- Problem description
Swap "orange" for "red" in the stretch of the listing from the line containing "If you could point at the colorful" through the line containing "(1329, 217)". Write out only those lines again, leaving everything else unchanged.

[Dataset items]
==================================================
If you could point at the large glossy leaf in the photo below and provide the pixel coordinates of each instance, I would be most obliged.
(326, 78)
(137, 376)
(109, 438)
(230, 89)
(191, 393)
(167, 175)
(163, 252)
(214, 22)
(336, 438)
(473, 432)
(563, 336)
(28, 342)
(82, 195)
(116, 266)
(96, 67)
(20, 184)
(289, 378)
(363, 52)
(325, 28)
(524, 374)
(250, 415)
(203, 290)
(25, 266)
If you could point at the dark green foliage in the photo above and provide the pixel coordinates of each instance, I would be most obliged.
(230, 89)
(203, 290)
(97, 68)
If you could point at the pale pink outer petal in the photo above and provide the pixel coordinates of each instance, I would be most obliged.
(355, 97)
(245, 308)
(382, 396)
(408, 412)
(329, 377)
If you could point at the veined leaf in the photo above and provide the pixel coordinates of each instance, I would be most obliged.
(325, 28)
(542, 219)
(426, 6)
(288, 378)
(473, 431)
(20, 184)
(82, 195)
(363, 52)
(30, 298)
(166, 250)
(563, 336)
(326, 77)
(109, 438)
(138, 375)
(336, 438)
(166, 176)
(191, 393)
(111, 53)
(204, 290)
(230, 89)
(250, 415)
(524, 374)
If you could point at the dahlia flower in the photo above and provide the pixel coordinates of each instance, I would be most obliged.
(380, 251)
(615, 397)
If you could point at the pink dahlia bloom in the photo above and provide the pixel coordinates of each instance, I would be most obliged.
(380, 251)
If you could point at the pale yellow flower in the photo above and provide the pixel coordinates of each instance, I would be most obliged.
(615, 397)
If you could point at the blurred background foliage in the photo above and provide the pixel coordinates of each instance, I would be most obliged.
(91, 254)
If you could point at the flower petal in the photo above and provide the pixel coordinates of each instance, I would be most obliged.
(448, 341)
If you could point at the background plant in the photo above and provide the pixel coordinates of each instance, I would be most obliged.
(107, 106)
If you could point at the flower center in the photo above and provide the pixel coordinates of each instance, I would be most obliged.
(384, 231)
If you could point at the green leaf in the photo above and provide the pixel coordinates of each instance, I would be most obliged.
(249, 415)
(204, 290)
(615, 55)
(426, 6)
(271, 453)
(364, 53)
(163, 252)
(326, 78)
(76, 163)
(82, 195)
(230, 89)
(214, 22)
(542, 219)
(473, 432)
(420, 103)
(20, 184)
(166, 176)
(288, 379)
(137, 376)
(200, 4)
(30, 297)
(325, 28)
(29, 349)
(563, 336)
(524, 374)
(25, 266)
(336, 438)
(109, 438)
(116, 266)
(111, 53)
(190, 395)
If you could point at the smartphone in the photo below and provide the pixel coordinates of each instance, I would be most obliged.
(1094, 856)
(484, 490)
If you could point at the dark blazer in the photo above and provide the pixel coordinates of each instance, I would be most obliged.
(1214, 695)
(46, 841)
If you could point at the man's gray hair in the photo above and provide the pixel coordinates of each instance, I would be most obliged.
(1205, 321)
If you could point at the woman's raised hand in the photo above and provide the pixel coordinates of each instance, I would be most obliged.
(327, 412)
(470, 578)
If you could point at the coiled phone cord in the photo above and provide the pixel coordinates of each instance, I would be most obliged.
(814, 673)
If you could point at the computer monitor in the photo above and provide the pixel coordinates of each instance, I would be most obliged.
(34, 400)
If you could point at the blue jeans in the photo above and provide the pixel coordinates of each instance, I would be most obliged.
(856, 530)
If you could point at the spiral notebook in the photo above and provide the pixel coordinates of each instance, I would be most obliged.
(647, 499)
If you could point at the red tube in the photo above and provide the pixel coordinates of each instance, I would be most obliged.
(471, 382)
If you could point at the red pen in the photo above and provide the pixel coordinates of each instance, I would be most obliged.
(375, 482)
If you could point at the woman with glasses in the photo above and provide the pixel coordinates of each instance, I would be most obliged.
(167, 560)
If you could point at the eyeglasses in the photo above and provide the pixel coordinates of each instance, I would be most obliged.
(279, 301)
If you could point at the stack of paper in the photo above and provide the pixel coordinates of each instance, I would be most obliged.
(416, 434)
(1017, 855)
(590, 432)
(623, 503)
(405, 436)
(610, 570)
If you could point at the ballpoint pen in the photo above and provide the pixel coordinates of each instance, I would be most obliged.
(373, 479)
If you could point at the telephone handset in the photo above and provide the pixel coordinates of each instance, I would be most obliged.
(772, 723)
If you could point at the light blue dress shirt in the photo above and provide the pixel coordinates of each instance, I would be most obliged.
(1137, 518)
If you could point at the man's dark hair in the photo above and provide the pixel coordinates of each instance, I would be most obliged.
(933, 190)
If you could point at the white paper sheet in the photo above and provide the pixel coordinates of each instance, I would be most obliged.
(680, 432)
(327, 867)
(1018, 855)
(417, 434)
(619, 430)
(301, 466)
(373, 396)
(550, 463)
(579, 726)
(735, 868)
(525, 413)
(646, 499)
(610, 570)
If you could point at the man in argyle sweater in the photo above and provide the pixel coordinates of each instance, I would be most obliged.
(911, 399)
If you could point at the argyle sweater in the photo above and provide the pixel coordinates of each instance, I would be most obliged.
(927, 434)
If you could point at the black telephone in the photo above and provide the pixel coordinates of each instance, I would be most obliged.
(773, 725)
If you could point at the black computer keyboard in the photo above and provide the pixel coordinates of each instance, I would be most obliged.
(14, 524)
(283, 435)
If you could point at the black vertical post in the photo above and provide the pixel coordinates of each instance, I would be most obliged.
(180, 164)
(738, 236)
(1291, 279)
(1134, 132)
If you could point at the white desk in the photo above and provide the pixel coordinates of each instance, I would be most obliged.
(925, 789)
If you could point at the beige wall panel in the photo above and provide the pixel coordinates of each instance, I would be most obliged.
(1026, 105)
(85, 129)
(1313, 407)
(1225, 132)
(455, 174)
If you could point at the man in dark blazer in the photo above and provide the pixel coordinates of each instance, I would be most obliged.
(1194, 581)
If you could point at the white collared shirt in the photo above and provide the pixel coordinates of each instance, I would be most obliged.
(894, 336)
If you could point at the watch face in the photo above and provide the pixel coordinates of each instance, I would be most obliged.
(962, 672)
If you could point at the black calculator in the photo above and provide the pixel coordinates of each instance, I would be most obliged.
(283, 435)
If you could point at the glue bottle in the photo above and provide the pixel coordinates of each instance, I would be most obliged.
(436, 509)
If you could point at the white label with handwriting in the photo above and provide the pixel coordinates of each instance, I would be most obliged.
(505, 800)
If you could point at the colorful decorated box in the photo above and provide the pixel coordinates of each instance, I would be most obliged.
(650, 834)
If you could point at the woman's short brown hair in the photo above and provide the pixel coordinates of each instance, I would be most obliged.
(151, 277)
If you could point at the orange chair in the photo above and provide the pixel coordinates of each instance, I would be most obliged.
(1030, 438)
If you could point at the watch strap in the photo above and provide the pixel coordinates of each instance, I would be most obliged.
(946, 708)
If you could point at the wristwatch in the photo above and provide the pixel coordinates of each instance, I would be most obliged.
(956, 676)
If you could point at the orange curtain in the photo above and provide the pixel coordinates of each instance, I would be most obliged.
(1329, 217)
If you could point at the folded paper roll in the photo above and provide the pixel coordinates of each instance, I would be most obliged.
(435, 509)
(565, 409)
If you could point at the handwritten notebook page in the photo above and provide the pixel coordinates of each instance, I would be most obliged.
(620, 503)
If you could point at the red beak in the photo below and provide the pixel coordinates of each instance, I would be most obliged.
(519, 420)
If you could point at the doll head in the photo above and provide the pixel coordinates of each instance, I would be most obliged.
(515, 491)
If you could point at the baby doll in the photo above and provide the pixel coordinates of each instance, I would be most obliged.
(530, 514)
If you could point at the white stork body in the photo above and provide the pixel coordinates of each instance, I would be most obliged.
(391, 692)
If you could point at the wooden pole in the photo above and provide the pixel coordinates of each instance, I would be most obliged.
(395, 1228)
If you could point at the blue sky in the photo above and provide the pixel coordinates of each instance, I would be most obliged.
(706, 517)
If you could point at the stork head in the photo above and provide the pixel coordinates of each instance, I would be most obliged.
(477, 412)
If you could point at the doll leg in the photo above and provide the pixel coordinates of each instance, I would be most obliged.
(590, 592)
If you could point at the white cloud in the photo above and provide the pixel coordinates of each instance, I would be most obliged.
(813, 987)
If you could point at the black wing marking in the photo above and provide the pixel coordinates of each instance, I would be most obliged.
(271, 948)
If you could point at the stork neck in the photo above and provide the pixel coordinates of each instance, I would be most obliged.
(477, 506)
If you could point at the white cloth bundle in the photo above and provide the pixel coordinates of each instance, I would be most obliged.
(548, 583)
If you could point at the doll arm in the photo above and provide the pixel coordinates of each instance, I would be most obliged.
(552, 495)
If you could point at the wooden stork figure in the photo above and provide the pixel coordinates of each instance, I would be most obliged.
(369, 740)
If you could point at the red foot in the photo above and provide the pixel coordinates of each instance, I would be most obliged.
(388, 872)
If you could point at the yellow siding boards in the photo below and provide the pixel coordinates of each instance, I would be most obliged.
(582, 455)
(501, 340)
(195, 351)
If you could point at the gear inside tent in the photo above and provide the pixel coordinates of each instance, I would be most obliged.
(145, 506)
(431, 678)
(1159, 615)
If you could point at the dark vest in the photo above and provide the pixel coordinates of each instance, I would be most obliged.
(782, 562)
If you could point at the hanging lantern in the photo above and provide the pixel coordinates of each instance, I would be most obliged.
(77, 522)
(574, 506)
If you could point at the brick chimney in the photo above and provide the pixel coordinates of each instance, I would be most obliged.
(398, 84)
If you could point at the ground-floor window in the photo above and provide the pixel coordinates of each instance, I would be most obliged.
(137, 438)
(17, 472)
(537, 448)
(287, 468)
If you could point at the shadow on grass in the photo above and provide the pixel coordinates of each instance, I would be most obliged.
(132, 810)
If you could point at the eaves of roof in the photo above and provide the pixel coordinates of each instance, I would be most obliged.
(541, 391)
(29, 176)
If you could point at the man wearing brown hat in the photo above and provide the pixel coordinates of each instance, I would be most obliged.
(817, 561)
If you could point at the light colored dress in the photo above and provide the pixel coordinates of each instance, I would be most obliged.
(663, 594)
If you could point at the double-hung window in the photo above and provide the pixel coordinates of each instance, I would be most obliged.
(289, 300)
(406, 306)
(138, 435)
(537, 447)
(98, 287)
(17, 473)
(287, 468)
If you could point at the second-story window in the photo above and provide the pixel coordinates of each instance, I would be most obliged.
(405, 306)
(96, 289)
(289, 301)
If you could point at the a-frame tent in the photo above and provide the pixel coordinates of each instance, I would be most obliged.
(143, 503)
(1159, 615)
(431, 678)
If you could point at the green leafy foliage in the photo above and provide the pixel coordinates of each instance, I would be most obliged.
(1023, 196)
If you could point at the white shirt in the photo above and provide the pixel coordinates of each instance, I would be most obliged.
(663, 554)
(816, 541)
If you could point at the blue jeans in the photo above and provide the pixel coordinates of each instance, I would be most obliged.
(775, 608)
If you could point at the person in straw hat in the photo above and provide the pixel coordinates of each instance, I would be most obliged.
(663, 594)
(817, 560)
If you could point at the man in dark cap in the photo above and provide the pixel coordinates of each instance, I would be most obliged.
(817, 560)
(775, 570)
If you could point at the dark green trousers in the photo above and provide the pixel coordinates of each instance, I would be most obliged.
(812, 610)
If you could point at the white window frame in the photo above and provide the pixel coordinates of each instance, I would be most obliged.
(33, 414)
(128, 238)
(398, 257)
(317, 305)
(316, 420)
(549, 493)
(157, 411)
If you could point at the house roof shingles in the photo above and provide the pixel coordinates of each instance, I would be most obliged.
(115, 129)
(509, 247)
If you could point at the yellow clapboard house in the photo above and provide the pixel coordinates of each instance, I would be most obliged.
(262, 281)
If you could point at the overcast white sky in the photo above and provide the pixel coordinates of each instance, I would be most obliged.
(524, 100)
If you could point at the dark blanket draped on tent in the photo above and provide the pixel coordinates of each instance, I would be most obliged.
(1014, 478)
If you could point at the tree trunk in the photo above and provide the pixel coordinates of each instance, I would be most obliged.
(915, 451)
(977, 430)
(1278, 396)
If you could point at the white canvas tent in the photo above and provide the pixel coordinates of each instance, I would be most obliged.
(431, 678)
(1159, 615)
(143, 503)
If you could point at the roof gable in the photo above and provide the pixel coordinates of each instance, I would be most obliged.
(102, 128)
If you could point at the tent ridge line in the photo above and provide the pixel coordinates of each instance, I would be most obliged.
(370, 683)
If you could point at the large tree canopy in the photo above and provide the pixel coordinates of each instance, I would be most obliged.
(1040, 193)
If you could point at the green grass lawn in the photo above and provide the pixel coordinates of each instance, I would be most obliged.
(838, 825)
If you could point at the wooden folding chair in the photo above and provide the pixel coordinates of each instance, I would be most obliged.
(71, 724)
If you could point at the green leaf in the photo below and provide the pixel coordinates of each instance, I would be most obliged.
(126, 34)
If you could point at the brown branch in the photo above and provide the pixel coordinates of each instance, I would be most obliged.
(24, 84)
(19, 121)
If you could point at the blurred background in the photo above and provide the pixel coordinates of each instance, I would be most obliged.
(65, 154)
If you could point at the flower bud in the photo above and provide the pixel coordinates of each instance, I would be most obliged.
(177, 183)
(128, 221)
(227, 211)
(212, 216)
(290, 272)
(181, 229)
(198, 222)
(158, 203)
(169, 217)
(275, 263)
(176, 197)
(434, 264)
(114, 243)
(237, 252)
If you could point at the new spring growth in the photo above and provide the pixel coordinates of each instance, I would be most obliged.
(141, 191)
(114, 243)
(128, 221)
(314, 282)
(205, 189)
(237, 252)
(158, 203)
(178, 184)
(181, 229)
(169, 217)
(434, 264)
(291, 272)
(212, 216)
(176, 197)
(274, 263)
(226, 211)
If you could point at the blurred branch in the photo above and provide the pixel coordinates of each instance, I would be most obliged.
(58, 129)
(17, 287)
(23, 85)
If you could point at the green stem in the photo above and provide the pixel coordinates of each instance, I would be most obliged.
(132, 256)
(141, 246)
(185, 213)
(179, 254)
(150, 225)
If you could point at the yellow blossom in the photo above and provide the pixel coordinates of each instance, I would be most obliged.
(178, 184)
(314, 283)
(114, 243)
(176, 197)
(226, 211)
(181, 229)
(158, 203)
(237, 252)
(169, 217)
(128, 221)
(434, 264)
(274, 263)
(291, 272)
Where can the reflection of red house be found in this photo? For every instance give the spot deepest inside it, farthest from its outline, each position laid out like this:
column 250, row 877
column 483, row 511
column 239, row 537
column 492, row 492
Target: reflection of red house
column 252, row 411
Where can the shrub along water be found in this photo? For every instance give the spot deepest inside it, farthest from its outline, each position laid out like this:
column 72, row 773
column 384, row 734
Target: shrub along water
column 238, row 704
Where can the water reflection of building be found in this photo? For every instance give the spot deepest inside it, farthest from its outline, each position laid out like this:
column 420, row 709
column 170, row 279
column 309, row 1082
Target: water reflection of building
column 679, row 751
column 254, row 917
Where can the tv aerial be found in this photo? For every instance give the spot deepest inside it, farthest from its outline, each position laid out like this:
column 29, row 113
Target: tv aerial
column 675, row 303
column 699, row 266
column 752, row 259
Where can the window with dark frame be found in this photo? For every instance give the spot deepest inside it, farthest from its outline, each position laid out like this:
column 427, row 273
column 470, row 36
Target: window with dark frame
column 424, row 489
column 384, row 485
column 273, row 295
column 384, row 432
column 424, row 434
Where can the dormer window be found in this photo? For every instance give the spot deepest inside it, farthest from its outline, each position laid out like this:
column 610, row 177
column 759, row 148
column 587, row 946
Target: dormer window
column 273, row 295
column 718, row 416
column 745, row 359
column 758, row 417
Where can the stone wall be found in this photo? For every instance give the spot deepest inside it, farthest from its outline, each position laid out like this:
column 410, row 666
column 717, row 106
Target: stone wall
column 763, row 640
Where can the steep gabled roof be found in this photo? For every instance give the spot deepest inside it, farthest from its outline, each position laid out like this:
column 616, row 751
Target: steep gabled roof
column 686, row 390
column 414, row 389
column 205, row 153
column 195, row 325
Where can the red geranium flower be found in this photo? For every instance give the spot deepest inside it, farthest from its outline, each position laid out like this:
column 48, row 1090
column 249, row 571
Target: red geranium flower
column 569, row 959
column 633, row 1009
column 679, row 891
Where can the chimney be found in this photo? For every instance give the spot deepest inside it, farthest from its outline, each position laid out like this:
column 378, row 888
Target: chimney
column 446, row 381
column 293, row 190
==================================================
- Exercise output
If you could point at the colorful decorated box in the photo above and provide the pixel coordinates of each instance, I would be most obliged.
(650, 834)
If you could point at the woman's short brown hair in the photo above and provide the pixel coordinates of each instance, I would be most obliged.
(151, 277)
If you could point at the red chair in the photo above and provide the pixel coordinates of each instance, I would be most obliged.
(1030, 438)
If you could point at the watch strap in the photo above and provide the pixel coordinates of each instance, I would be most obliged.
(946, 708)
If you could point at the wristwatch in the photo above and provide the pixel coordinates of each instance, I would be most obliged.
(956, 676)
If you could point at the red curtain in the photo above and provide the pixel coordinates of each instance, I would be most obliged.
(1329, 217)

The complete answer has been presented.